■ **Exercise directions**: Where the records below reach the line containing "Query: front bumper", start transcribing, and end with the line containing "of the garage", exactly and with nothing else added.

■ **Data under study**:
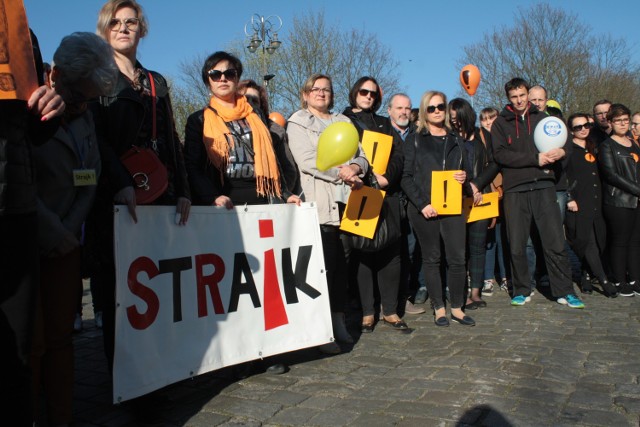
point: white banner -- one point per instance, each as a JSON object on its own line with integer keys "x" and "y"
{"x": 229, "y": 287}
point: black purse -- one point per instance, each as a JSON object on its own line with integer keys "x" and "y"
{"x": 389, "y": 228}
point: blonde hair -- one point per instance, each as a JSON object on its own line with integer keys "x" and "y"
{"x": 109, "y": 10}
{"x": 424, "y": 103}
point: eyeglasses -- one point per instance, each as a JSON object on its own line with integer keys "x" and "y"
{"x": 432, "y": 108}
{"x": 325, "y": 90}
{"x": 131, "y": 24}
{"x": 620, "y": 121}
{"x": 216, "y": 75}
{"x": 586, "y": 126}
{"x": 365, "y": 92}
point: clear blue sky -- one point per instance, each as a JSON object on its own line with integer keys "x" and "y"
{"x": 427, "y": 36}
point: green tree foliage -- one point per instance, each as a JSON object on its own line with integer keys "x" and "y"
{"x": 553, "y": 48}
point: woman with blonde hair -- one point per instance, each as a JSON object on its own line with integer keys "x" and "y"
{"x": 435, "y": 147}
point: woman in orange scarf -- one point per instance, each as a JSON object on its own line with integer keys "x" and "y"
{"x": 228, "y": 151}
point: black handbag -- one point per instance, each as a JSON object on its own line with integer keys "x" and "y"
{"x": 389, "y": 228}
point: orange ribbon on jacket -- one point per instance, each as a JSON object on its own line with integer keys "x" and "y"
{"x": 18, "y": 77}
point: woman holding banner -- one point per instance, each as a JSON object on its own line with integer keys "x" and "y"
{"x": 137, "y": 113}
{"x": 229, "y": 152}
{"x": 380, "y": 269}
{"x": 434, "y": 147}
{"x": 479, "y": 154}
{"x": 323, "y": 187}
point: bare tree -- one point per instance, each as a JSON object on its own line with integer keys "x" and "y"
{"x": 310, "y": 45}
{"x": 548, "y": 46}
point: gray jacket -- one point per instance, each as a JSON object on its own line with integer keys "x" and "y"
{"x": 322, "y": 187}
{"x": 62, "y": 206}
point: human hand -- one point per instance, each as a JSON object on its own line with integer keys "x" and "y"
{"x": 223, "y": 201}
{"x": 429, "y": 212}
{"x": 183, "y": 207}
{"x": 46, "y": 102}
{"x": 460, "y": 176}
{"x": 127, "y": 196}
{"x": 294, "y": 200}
---
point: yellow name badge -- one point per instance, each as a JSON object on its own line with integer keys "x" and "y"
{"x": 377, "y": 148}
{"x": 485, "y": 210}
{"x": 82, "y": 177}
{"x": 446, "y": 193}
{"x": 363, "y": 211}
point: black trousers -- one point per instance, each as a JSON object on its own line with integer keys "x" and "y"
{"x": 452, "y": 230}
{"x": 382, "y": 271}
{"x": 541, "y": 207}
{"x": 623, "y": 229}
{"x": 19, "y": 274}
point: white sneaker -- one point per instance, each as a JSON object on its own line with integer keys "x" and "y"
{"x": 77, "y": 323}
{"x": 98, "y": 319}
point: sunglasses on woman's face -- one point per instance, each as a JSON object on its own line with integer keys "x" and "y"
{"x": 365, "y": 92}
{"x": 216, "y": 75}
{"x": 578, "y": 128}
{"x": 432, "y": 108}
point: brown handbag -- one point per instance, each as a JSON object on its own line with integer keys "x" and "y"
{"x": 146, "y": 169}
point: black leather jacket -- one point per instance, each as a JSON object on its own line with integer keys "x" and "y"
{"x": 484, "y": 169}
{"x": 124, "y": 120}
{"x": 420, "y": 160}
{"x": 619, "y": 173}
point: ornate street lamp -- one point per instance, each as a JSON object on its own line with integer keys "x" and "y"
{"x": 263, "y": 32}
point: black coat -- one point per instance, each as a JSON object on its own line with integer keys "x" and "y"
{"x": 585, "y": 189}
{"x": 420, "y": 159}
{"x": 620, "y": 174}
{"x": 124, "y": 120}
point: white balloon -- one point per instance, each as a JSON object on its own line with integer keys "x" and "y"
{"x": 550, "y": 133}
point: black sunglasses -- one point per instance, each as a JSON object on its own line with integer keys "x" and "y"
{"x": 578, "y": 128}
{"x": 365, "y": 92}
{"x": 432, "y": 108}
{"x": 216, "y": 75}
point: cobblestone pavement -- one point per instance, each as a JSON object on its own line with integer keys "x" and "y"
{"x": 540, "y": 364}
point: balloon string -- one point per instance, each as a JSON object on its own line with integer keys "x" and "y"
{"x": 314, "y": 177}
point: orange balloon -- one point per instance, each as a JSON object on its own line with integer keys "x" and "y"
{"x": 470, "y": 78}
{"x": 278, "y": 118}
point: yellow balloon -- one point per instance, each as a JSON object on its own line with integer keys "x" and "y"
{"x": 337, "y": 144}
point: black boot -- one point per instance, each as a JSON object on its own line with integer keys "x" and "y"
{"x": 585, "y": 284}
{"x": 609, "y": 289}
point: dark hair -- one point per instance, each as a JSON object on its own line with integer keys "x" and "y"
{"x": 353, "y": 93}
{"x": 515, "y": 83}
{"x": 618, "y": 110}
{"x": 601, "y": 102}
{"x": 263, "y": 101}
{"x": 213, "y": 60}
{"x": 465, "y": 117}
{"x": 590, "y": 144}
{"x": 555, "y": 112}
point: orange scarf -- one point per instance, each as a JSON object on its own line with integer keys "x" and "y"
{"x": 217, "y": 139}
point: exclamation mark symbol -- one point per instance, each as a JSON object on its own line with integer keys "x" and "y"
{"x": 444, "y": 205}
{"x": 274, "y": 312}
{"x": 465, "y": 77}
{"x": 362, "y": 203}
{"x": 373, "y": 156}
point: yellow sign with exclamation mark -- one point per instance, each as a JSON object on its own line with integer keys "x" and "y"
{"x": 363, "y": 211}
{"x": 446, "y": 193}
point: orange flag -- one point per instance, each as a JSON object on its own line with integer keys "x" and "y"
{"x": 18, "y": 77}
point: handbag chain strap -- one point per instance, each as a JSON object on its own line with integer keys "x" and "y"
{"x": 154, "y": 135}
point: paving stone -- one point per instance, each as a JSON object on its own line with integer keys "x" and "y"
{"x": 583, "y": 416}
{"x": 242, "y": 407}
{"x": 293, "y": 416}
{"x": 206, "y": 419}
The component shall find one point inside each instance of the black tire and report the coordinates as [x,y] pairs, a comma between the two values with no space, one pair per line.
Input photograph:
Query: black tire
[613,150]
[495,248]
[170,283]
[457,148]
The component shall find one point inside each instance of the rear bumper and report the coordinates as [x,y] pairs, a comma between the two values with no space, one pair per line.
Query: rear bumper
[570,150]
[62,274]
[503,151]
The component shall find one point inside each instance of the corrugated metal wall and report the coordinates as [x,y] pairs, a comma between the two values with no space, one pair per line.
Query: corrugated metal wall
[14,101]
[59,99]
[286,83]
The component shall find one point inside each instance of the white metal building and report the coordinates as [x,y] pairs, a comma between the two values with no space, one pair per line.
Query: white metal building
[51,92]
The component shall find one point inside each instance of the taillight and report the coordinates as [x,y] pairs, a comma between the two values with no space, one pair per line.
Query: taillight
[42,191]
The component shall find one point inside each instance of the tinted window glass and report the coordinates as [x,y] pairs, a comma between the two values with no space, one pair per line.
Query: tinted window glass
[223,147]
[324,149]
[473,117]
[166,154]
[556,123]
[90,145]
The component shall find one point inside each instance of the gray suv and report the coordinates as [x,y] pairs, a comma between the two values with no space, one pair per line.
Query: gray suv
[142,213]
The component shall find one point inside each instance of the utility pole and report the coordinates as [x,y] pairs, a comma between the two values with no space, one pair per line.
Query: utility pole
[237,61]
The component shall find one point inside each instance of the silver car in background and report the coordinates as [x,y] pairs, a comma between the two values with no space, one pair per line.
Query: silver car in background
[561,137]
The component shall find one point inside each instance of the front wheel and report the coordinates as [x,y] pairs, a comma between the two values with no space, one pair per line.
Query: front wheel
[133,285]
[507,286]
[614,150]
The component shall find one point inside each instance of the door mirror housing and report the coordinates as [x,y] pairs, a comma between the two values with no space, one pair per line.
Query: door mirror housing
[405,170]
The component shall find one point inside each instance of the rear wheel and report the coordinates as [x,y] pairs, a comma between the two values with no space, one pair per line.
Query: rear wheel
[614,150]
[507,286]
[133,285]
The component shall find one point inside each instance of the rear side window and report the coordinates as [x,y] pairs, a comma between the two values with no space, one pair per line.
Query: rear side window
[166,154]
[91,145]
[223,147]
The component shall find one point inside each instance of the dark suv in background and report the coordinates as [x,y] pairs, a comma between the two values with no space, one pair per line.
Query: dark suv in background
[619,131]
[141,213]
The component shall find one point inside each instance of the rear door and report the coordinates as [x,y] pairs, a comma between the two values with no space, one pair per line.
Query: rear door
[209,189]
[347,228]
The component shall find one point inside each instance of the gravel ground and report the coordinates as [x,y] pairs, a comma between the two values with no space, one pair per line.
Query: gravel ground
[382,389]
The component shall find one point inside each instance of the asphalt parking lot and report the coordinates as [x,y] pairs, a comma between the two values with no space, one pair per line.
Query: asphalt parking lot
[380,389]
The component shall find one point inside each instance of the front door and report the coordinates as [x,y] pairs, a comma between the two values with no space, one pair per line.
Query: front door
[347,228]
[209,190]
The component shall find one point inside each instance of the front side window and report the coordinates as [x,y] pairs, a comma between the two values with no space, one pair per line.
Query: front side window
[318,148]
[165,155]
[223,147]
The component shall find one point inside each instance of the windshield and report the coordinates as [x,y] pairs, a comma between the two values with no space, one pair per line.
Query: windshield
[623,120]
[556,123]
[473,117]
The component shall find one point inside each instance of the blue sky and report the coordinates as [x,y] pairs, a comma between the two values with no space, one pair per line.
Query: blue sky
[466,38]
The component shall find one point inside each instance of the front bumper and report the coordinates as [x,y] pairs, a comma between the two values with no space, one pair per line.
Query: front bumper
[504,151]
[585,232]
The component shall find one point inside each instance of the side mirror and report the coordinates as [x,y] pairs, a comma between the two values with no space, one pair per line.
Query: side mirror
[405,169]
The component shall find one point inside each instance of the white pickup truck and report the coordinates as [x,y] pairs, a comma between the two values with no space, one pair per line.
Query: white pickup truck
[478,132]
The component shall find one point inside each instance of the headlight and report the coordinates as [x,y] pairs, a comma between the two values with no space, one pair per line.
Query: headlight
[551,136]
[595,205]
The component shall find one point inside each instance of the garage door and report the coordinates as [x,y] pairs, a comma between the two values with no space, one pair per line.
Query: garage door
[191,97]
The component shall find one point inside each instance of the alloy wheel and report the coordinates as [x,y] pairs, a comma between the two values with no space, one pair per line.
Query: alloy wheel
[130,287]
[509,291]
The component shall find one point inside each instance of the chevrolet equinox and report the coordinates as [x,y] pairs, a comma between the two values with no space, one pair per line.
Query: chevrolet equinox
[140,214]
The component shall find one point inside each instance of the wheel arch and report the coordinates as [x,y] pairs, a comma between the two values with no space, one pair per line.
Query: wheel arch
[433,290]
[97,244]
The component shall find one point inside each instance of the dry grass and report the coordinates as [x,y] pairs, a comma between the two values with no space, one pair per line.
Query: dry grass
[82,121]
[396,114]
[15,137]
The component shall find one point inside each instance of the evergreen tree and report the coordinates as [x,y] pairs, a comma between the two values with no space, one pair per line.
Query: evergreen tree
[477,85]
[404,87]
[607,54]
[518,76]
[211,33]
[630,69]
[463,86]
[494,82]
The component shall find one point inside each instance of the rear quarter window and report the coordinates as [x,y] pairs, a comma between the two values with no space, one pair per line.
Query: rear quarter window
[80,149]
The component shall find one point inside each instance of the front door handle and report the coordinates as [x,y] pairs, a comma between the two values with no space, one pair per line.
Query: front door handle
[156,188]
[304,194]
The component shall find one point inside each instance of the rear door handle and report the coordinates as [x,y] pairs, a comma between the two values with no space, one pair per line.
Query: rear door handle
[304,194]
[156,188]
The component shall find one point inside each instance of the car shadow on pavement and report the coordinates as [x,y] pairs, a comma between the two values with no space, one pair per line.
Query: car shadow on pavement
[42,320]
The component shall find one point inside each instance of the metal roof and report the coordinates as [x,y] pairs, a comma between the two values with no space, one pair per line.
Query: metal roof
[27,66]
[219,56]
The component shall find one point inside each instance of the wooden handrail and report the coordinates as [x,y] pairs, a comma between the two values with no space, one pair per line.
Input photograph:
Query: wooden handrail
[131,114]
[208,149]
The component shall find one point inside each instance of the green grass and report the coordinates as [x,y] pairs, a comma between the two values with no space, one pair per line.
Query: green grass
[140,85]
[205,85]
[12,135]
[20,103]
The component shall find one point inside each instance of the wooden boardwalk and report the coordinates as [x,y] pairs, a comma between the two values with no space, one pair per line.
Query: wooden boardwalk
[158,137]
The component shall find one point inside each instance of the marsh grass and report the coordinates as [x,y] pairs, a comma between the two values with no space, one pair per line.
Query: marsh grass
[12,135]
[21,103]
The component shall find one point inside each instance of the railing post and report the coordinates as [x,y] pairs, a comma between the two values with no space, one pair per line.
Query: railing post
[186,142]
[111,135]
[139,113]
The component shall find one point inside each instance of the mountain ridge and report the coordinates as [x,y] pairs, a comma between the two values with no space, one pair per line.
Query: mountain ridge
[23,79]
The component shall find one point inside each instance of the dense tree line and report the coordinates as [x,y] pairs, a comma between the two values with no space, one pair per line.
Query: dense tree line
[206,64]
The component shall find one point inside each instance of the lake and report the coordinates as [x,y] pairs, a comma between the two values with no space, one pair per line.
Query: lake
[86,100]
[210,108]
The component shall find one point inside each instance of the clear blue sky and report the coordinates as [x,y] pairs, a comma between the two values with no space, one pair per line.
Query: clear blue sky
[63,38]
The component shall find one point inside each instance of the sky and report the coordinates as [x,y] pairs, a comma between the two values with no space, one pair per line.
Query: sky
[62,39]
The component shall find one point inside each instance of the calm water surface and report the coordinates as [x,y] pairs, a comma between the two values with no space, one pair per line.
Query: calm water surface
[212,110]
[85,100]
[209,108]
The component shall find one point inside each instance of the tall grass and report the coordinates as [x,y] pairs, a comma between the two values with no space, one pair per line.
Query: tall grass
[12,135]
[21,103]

■ **Written solution**:
Query: front bumper
[504,151]
[585,232]
The component shall find one point inside each instance of the side mirror and report the coordinates as [x,y] pairs, a comma between the two values with no space, one pair per line.
Query: side mirror
[405,169]
The component shall find one point inside each instance of the white pickup truck and report the coordinates as [x,y] pairs, a comma between the two values with no space, one pair per line.
Query: white pickup truck
[478,132]
The component shall find one point inside each instance of the headlight and report the coordinates as [x,y] pairs, a comma between the two values with no space, one pair per line.
Query: headlight
[551,136]
[595,205]
The component shall find one point inside each instance of the garage door and report the coordinates as [x,y] pairs, a comma between the two values with no space, one pair per line.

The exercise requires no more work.